• _To do_: Count the lines in the items below that contain the string "leather", matching case exactly, and give only the number.

□ □ □ □ □ □ □

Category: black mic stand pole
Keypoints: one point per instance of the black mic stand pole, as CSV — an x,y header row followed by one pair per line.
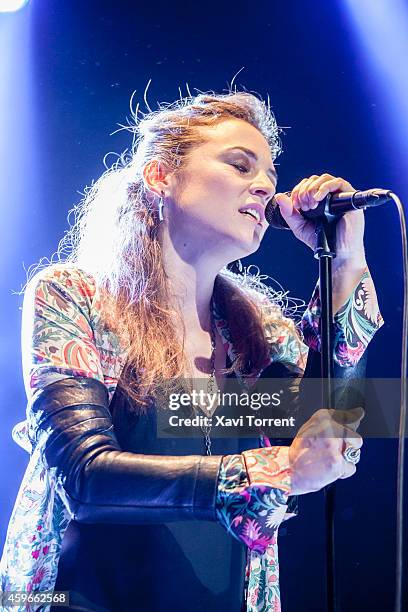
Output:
x,y
325,252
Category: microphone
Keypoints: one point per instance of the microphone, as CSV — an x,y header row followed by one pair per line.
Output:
x,y
332,207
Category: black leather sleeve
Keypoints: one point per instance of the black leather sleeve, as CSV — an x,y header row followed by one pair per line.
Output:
x,y
103,484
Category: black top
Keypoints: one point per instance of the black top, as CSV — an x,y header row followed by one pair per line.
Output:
x,y
176,566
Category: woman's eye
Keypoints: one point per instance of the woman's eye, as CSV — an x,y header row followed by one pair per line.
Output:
x,y
241,168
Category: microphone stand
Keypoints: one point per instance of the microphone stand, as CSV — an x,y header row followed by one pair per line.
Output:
x,y
325,253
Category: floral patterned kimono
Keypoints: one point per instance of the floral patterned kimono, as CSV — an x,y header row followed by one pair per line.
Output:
x,y
64,337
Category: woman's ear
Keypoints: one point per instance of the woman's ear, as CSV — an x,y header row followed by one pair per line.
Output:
x,y
156,177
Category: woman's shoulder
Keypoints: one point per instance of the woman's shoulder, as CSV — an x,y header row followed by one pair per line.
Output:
x,y
67,275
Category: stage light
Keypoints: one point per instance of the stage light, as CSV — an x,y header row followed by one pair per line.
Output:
x,y
11,6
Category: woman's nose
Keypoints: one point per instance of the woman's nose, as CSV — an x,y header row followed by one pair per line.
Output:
x,y
263,188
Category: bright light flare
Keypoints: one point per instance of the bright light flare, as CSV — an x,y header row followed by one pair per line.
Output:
x,y
11,6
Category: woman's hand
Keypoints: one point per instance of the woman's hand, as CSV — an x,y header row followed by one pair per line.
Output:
x,y
306,196
316,453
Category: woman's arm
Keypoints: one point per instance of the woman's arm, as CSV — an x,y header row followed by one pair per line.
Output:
x,y
70,422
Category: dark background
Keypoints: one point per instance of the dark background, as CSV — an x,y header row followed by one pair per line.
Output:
x,y
70,75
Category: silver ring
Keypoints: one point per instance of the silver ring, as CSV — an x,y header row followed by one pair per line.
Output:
x,y
352,454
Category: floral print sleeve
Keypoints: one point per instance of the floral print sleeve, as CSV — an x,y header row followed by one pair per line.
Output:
x,y
252,500
354,324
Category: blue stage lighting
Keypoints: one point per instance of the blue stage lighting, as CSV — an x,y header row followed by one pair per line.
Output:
x,y
10,6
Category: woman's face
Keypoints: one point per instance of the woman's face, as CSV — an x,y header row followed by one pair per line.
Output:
x,y
228,174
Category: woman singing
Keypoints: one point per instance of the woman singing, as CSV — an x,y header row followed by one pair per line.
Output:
x,y
113,513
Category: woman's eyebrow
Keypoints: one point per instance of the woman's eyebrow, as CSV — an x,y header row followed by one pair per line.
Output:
x,y
254,156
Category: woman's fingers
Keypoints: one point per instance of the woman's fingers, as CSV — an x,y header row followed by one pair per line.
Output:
x,y
316,453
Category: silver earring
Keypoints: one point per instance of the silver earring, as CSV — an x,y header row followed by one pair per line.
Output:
x,y
161,206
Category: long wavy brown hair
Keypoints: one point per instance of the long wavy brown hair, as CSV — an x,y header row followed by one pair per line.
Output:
x,y
114,237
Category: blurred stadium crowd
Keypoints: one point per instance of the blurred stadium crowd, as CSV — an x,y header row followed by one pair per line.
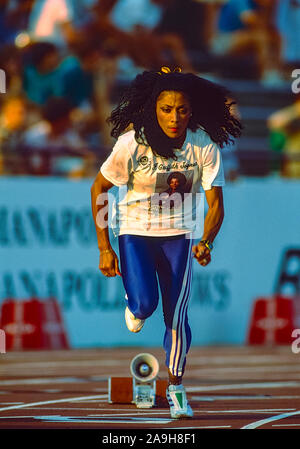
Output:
x,y
66,62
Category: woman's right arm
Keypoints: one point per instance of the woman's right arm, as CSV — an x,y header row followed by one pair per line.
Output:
x,y
108,263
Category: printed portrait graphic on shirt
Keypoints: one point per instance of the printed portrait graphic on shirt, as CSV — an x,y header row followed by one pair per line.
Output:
x,y
172,188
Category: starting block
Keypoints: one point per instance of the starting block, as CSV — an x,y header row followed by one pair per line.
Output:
x,y
142,389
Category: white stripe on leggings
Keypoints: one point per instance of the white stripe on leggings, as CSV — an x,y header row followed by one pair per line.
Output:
x,y
173,363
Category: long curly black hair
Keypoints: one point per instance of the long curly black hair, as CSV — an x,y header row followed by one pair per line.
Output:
x,y
211,110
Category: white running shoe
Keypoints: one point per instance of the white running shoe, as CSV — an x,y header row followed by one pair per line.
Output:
x,y
179,406
134,324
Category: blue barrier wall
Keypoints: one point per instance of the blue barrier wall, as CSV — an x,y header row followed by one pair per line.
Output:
x,y
48,248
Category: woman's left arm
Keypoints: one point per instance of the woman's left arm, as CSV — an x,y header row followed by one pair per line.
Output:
x,y
212,224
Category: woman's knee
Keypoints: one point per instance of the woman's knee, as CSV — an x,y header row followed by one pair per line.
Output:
x,y
143,307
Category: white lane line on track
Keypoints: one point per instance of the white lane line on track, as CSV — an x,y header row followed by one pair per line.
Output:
x,y
286,425
134,420
198,427
270,410
239,398
262,422
243,386
55,401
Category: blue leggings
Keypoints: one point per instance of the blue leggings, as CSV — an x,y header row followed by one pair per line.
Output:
x,y
148,263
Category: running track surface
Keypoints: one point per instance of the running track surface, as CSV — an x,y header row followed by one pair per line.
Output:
x,y
244,387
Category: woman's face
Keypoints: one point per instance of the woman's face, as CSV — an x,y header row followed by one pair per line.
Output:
x,y
174,183
173,111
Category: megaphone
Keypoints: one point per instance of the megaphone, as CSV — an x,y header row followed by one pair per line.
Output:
x,y
144,369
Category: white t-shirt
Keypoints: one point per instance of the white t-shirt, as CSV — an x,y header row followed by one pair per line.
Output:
x,y
158,196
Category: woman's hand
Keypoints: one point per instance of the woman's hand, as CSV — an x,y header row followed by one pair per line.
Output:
x,y
201,254
109,264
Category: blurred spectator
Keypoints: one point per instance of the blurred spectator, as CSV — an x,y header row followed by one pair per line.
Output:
x,y
288,21
47,74
284,126
58,21
13,122
126,14
8,30
175,16
55,140
140,47
95,81
11,63
248,26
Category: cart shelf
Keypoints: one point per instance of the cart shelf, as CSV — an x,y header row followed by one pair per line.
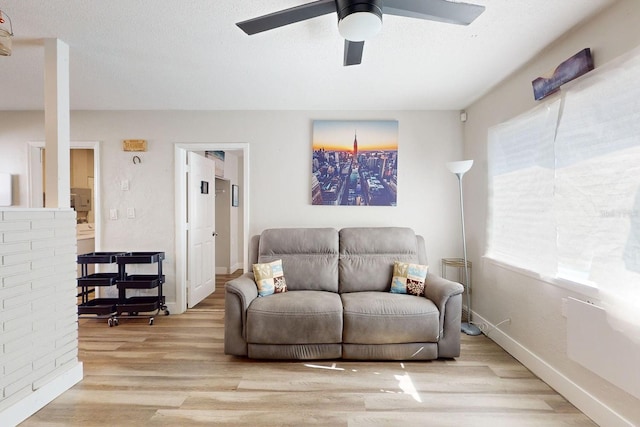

□ □ □ □ □ □ □

• _Correct result_: 2